- _Requests_:
1. Answer these from the Spark mailing-list thread, marking each answer (a), (b), (c):
(a) Which setting did Deenar reduce to work around the problem?
(b) In which Spark versions did Shuai Zheng run the program with no issue?
(c) To what address was the original message of November 04, 2015 sent?
2. In the Spark mailing-list thread, turn the paragraph beginning "I had the same problem" into a short bulleted list that keeps its main facts.

— start Text extract —

Re: [Spark 1.5]: Exception in thread "broadcast-hash-join-2" java.lang.OutOfMemoryError: Java heap space -- Work in 1.4, but 1.5 doesn't

2015-12-15 Thread Deenar Toraskar
On 16 December 2015 at 06:19, Deenar Toraskar <
deenar.toras...@thinkreactive.co.uk> wrote:

> Hi
>
> I had the same problem. There is a query with a lot of small tables (5x)
> all below the broadcast threshold and Spark is broadcasting all these
> tables together without checking if there is sufficient memory available.
>
> I got around this issue by reducing the
> *spark.sql.autoBroadcastJoinThreshold* to stop broadcasting the bigger
> tables in the query.
>
> This looks like a issue to me. A fix would be to
> a) ensure that in addition to the per table threshold, there is a total
> broadcast size per query, so only data upto that limit is broadcast
> preventing executors running out of memory.
>
> Shall I raise a JIRA for this?
>
> Regards
> Deenar
>
>
> On 4 November 2015 at 22:55, Shuai Zheng <szheng.c...@gmail.com> wrote:
>
>> And an update is: this ONLY happen in Spark 1.5, I try to run it under
>> Spark 1.4 and 1.4.1, there are no issue (the program is developed under
>> Spark 1.4 last time, and I just re-test it, it works). So this is proven
>> that there is no issue on the logic and data, it is caused by the new
>> version of Spark.
>>
>>
>>
>> So I want to know any new setup I should set in Spark 1.5 to make it
>> work?
>>
>>
>>
>> Regards,
>>
>>
>>
>> Shuai
>>
>>
>>
>> *From:* Shuai Zheng [mailto:szheng.c...@gmail.com]
>> *Sent:* Wednesday, November 04, 2015 3:22 PM
>> *To:* user@spark.apache.org
>> *Subject:* [Spark 1.5]: Exception in thread "broadcast-hash-join-2"

— end Text extract —
— start Material —

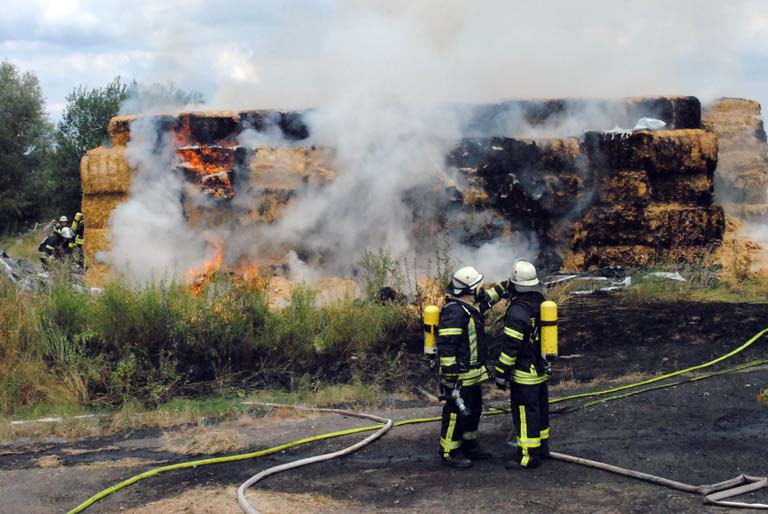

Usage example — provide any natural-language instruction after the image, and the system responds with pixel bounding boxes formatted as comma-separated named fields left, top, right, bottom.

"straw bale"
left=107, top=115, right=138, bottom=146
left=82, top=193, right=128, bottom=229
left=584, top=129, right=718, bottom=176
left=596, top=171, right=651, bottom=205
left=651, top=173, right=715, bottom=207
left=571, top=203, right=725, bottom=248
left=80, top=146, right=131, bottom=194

— end Material —
— start Material —

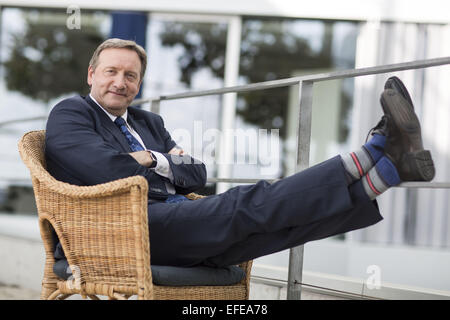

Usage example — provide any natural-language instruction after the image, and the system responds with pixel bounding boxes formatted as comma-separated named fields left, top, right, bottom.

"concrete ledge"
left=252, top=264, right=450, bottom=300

— end Material —

- _Outputs in order_:
1.
(a) spark.sql.autoBroadcastJoinThreshold
(b) Spark 1.4 and 1.4.1
(c) user@spark.apache.org

2.
- The writer had the same problem.
- A query used many small tables (5x), all below the broadcast threshold.
- Spark broadcast all of these tables together without checking whether enough memory was available.